[ENTRIES SHOWN]
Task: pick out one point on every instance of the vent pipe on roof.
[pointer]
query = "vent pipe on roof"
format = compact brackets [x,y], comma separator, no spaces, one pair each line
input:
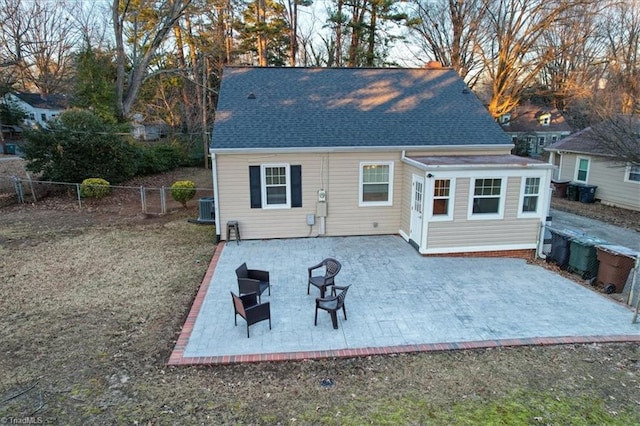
[433,65]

[INSTRUCTIONS TO FOLLOW]
Reproduce the listing above in full, including each request, and offset every coordinate value in the answers by 52. Omit the pictures.

[FULL RESPONSE]
Task: pick out one point on every instance of the vent pipe on roof.
[pointer]
query = "vent pipe on roof"
format = compact brackets [x,y], comma separator, no spaces, one pair each line
input:
[485,117]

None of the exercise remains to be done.